Do this. Summarize the Arabic RAG application page in two sentences.

Skip to content

kareemamrr/Arabic-RAG

Repository files navigation

Arabic RAG Application

System architecture

The system has mainly two components

  • Data preparation module
  • Streamlit app

Data preparation

RAG

Instructions

This system was developed and ran on an L4 GPU, 24GB of memory, and 16 CPUs. If no GPU is available, do not attempt to run it.

Env

  • To setup the environment, first create a virtual environment python3 -m venv .
  • There are two requirements files, requirements.txt is for the streamlit app and RAG dependencies, requirements-prep.txt is for the data processing module dependencies.
  • Install libraries in both files using pip -r requirements.txt and pip -r requirements-prep.txt

Data preparation

via CLI

To run the data preparation module through the CLI, run:

  • For the "Press Release" PDF python cli.py --pdf_path pdf1.pdf --originals_path pdf1/originals --cropped_path pdf1/cropped --text_file_path --originals_path pdf1/extracted_text.txt --start_page 1 --segment
  • For the "Budget Reports" PDF python cli.py --pdf_path pdf2.pdf --originals_path pdf2/originals --cropped_path pdf2/cropped --text_file_path --originals_path pdf2/extracted_text.txt --start_page 2

via module

The module can be ran directly without the CLI interface through python processor.py. Though the settings have to be changed manually in config.py

  • For "Press Release" PDF
PDF_PATH = ...

Point annotation dataset records:
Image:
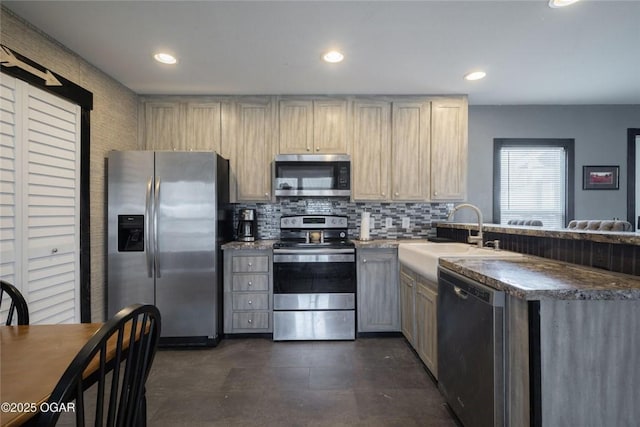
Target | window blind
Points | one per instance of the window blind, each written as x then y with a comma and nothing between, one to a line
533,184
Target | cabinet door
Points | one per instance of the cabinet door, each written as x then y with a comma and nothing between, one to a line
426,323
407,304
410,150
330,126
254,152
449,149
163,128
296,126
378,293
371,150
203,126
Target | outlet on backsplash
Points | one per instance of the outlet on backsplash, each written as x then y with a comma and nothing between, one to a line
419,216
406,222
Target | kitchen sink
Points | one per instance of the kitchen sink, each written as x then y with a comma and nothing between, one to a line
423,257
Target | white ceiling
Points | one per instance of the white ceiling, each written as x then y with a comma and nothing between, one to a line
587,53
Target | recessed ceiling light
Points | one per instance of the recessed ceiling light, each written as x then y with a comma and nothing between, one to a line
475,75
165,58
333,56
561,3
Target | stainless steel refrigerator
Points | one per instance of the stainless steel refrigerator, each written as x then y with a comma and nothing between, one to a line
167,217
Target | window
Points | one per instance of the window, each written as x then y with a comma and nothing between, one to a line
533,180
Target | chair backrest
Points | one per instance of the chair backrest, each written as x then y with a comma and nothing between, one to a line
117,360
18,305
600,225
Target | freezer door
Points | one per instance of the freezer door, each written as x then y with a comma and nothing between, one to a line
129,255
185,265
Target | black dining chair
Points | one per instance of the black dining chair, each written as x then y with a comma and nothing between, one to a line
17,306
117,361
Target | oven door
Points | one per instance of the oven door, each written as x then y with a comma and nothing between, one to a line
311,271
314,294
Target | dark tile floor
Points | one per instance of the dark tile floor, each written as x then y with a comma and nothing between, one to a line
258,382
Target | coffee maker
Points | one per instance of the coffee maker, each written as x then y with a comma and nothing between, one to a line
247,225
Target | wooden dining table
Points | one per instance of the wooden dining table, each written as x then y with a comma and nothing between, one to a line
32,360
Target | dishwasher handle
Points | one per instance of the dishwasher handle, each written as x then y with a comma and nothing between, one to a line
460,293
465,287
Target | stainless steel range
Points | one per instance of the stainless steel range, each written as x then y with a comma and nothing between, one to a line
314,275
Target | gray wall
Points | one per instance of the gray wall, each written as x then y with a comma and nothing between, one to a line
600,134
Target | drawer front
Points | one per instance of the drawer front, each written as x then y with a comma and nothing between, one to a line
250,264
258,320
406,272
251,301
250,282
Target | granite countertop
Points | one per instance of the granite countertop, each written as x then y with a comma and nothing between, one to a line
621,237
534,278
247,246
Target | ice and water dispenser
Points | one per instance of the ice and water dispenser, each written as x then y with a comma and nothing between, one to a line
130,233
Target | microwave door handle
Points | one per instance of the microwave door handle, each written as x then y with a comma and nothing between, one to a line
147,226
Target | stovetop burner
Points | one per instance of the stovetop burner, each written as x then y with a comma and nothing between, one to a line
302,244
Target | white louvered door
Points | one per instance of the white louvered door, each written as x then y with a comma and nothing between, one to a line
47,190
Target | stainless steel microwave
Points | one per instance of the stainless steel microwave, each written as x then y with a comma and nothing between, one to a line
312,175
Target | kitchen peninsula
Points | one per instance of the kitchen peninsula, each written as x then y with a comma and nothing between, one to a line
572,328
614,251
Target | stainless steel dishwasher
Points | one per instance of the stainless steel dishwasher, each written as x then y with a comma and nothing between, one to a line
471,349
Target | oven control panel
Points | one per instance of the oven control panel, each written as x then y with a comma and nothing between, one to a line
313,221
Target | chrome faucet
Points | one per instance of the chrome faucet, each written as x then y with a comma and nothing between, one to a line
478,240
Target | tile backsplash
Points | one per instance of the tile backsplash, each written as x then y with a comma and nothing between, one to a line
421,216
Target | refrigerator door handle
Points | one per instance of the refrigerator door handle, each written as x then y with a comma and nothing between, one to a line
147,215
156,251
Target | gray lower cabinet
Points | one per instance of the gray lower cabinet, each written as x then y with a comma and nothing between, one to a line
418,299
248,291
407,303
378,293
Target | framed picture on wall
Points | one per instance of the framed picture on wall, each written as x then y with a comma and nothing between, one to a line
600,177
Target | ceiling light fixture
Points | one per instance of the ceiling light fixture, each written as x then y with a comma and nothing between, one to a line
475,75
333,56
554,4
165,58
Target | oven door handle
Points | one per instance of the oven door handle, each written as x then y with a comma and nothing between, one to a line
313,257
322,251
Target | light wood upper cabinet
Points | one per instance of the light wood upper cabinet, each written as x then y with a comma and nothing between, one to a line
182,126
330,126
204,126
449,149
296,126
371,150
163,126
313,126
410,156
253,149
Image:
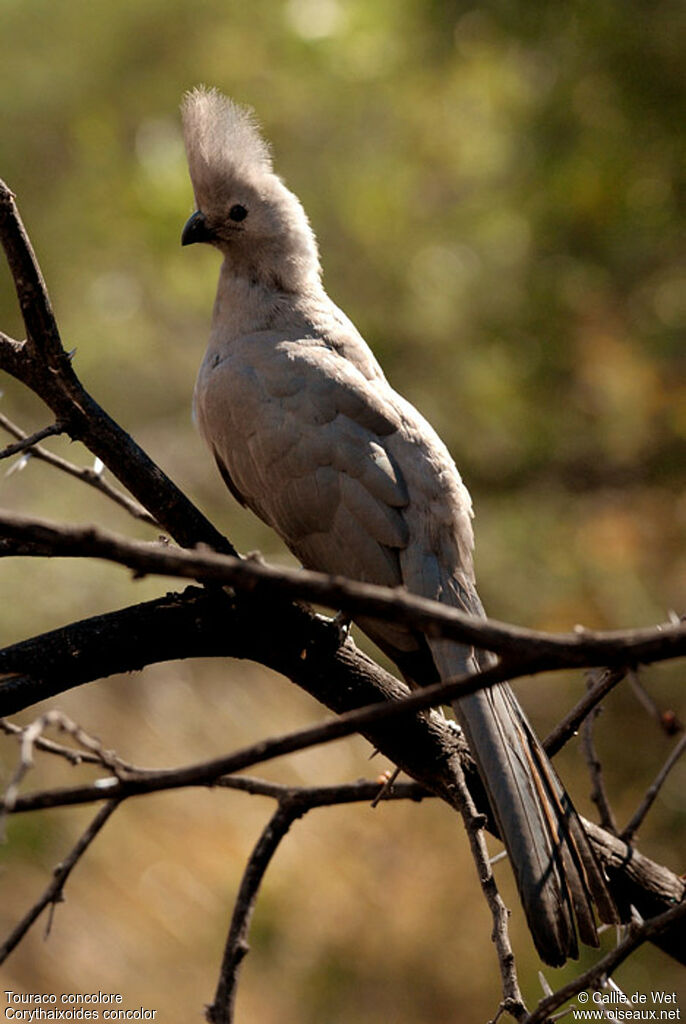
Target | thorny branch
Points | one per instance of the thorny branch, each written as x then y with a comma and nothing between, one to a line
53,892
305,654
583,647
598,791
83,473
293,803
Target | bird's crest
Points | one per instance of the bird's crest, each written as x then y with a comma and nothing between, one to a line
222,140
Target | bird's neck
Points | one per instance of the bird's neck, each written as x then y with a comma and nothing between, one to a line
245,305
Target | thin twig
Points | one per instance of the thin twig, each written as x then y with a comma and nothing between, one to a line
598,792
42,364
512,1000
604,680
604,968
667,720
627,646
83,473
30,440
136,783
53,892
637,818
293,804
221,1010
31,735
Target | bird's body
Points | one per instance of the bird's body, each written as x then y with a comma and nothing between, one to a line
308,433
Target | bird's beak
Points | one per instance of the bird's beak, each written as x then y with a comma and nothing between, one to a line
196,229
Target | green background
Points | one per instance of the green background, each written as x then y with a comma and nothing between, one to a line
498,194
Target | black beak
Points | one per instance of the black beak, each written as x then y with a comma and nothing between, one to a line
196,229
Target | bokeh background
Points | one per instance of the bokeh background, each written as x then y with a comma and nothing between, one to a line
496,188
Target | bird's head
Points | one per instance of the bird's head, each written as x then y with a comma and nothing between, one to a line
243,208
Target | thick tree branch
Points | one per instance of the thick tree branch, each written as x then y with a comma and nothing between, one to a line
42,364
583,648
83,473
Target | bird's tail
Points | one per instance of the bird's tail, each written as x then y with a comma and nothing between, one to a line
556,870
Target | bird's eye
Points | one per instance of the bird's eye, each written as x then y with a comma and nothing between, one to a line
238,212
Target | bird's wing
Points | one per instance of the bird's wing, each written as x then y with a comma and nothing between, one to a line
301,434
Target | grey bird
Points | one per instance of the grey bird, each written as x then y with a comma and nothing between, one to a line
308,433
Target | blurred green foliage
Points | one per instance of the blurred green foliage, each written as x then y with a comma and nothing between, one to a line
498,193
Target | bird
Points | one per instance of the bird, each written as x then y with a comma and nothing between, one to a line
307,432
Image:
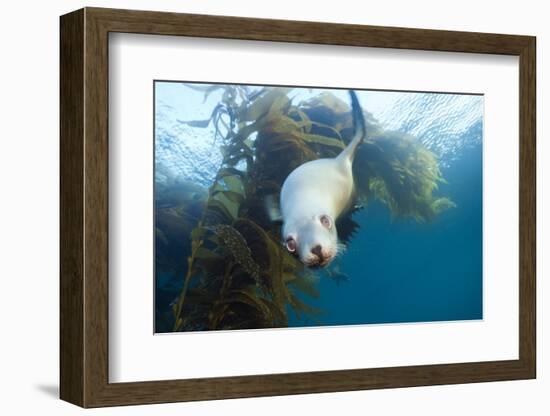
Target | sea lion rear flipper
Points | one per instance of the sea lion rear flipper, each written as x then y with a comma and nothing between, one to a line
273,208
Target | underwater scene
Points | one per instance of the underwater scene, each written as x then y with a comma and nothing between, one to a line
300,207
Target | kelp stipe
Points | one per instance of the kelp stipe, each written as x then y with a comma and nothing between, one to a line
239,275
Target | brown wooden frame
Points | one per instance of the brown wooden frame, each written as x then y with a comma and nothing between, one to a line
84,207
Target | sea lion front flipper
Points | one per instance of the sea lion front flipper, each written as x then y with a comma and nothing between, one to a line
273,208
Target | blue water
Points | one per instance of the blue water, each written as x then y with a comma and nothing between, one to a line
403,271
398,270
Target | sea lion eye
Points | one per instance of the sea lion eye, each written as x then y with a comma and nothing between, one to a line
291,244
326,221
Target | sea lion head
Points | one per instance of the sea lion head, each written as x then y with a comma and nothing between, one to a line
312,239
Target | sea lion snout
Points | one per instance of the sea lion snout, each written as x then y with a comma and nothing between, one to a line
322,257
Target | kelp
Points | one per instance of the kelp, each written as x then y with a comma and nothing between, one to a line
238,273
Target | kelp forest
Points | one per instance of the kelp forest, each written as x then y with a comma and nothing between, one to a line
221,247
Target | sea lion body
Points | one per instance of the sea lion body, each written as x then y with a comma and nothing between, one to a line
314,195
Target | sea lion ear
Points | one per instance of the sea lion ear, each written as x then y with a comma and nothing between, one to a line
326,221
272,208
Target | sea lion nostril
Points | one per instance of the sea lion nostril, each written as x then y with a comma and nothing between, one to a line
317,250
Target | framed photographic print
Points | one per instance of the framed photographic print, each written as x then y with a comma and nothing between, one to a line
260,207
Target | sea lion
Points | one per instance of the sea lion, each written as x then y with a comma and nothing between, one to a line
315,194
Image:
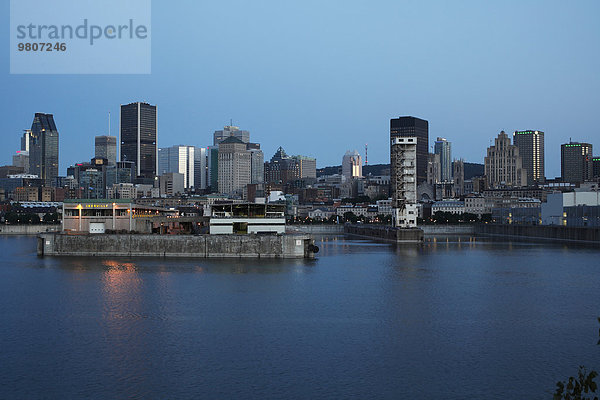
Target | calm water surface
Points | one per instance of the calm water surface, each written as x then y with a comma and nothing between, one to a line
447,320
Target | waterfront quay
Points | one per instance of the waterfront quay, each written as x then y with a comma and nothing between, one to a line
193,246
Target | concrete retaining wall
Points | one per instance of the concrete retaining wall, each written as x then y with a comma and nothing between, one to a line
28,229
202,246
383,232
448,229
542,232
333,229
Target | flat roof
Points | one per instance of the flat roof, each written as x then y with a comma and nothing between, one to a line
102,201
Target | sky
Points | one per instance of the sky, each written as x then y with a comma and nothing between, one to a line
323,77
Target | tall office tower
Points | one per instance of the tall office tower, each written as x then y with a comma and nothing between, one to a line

Problem solution. The Arabic RAG Application has two main components, a data preparation module and a Streamlit app, and it was developed and run on an L4 GPU with 24GB of memory and 16 CPUs, so it should not be run if no GPU is available. Setup involves creating a virtual environment and installing dependencies from two requirements files, after which the data preparation module can be run either through the CLI or directly with processor.py, with the settings for the latter changed manually in config.py.